**Travail demandé:**
1 – D'après l'extrait sur les inégalités foncières, quelle part des terres agricoles de la planète le 1 % des plus grandes exploitations du monde occupe-t-il ?
2 – En vous appuyant sur l'extrait consacré à l'égalité foncière, expliquez en une à trois phrases pourquoi il est jugé essentiel de faire évoluer les choses.

**Extrait étudié:**
▼

Conclusion – de l’urgence d’agir pour l’égalité foncière

L’humanité ne pourra avancer vers un développement durable, une stabilité et une justice sociale si elle ne prend pas des mesures urgentes en réponse aux inégalités foncières. Comme le montre le présent rapport de synthèse, les inégalités foncières sont plus profondes que nous ne l’estimions auparavant, et jouent un rôle dans un grand nombre d’enjeux mondiaux. Malgré cela, les outils mis en place pour les combattre sont faiblement mis en œuvre, et les intérêts particuliers puissants vis-à-vis des schémas de répartition des terres actuels ont la vie dure. Il est essentiel de faire évoluer les choses.
Une hausse de la concentration des terres, une opacité accrue de la propriété foncière et du contrôle des terres
Si les mesures sont variables, elles arrivent pourtant toutes à la même conclusion :
la concentration des terres à l’échelle mondiale ne cesse d’augmenter depuis les années 1980. Aujourd’hui, lorsque l’on prend en compte la répartition de la taille des propriétés foncières, 1 % des exploitations les plus importantes du monde occupent plus de 70 % des terres agricoles de la planète (Lowder et al., 2019).
Près de 84 % des exploitations s’étendent sur moins de deux hectares, mais n’exploitent que 12 % environ des terres agricoles (Ibid.). Lorsque la valeur de la terre et les populations sans terres sont prises en compte, ces mesures des inégalités foncières font un bond de 41 % dans les pays de l’échantillon.

▲

**Données fournies:**
▼

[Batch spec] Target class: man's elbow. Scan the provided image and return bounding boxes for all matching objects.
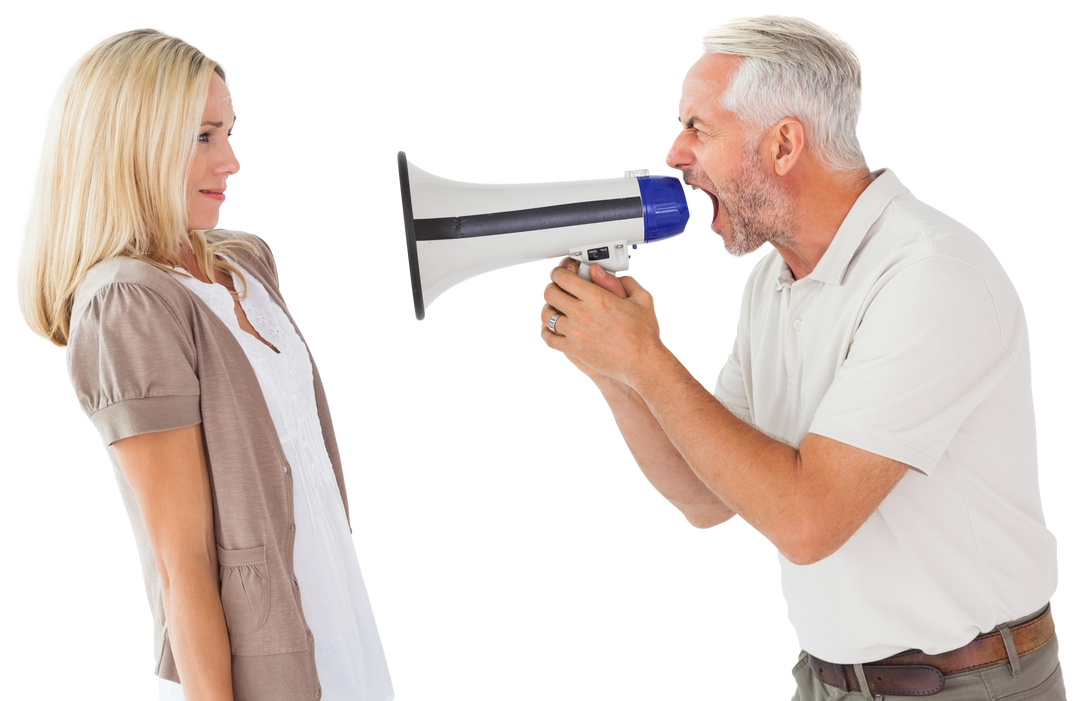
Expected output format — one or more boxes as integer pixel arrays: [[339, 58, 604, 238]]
[[774, 530, 851, 566], [675, 508, 735, 533]]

▲

**Réponses attendues:**
1 – Plus de 70 % des terres agricoles de la planète.

2 – Les inégalités foncières sont plus profondes qu'on ne l'estimait et jouent un rôle dans un grand nombre d'enjeux mondiaux. Pourtant, les outils pour les combattre sont faiblement mis en œuvre et de puissants intérêts particuliers attachés à la répartition actuelle des terres persistent. Or, sans mesures urgentes, l'humanité ne pourra avancer vers un développement durable, une stabilité et une justice sociale.